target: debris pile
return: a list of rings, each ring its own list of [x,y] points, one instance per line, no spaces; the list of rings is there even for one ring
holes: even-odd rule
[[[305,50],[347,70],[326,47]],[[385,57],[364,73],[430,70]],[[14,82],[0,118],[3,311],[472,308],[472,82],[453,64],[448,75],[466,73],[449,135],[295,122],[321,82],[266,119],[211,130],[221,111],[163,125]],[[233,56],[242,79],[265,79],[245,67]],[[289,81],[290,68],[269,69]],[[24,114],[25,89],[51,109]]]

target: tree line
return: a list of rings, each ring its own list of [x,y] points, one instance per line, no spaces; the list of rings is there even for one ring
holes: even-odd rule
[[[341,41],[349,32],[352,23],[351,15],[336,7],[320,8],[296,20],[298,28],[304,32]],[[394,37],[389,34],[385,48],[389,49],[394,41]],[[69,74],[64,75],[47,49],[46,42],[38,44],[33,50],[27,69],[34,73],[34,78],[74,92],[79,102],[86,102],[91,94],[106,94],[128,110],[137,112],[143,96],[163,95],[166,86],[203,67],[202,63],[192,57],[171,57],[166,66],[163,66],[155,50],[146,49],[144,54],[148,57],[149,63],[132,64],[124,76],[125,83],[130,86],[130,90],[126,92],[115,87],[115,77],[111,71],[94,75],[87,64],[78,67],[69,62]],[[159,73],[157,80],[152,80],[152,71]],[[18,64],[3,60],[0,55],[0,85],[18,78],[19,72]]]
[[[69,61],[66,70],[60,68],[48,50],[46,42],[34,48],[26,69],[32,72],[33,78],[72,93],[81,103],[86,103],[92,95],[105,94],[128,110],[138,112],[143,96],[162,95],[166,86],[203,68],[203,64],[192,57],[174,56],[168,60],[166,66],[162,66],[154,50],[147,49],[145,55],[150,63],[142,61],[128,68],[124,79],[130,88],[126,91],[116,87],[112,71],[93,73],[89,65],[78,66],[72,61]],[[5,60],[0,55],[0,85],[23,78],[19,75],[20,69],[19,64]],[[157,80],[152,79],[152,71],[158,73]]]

■ **Task instructions**: Across the records above, how many lines contain the word "target"? Please give that number alone.

■ **Exercise answer**: 2